TEXT TO READ:
((

Form: Ode - impersonal expression on a worthy dignified subject and manner

Structure: Two discrete distinct sections: first part written in third person impersonal, second in first personal and expresses poet’s inner longing.

Contrasts: #

Creativity / destructiveness

Harmony, peace / War, destruction

Sacred, holy / savage, primitive

Paradise (holy, enchanted) / Hell (underworld, demon-lover)

Birth / death

Reality / imagination, dream, appearance

Natural, untamable, primitive / artificial, man made, cultivated

Lightness (sunny) / dark (sunless)

Measurable / measureless

Sunny pleasure dome / caves of ice

Convex (dome) / Concave (caverns)

Symbols: The poem is rich in sensual, exotic, archetypal and enigmatic images and symbols. The rich mixture has a kaleidoscopic effect.

Dome - unity, harmony, perfection, reconciliation – yet it is a “pleasure” Dome – not Adam and Eve’s paradise.

River – source of energy, imaginative, creative process – but plunges into underworld – mysterious subconscious. The river is superficially calm but has undertows with deep turbulence. The River’s journey corresponds to ours; “A mighty fountain was forced” the traumas of childhood, adolescence and life, the “mazy motion” of old age leading to death in the underworld of the “sunless sea”.

Music – enchanting, mesmerizing, hypnotizing – both sacred and seductive.

Sun and moon

Ritual of “weave a circle round him thrice…” magic - hocus pocus.

Images: Visual - domes, gardens, ancient forests, spots of greenery, chasms, a waning moon, shadows floating on water……

Auditory - woman wailing, earth’s pants were breathing, tumult of raging water, Ancestral voices, mingled measure from the fountain and the caves, damsel on a dulcimer, music he would use to build his dome, cry ……..

Olfactory - incense-bearing trees

Gustatory - honey-dew and milk of Paradise.

Personification:As if this earth in fast thick pants were breathing” The mother earth is in a state of passion.


*Approach: Subjective/Objective, Attitude or Tone, Audience, Style: diction, word play, puns, connotative/denotative, emotive (coloured biased,) /demotive, (technical, dispassionate) clichés, proverbial, idiomatic, expressive, flat, Jargon, euphemisms, pejorative, oxymoron. Gender biases. Register: formal, stiff, dignified or Colloquial; relaxed, conversational, inclusive, friendly or Slang; colourful, intimate, Rhetorical devices; Questions, exclamations, cumulation, crescendo, inversion, bathos, repetition, 3 cornered phrases. *

Immediately striking is the inversion of

*In Xanadu did Kubla Khan
A stately pleasure-dome decree: *

And its imperious tone of “decree” modulates to one of a trance like surrealism, wistfulness and longing of: “I would build that dome in air”

))

COLLECTED MATERIAL:
((

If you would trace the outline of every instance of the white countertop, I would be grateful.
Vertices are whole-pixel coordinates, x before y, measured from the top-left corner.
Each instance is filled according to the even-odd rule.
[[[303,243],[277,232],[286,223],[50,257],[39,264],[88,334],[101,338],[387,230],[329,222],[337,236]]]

))

DIRECTIONS FOR THIS TASK:
Quote, word for word, the passage of the poem notes starting with "Reality / imagination, dream, appearance" and going on through "(dome) / Concave (caverns)".

WRITTEN ANSWER:
Reality / imagination, dream, appearance

Natural, untamable, primitive / artificial, man made, cultivated

Lightness (sunny) / dark (sunless)

Measurable / measureless

Sunny pleasure dome / caves of ice

Convex (dome) / Concave (caverns)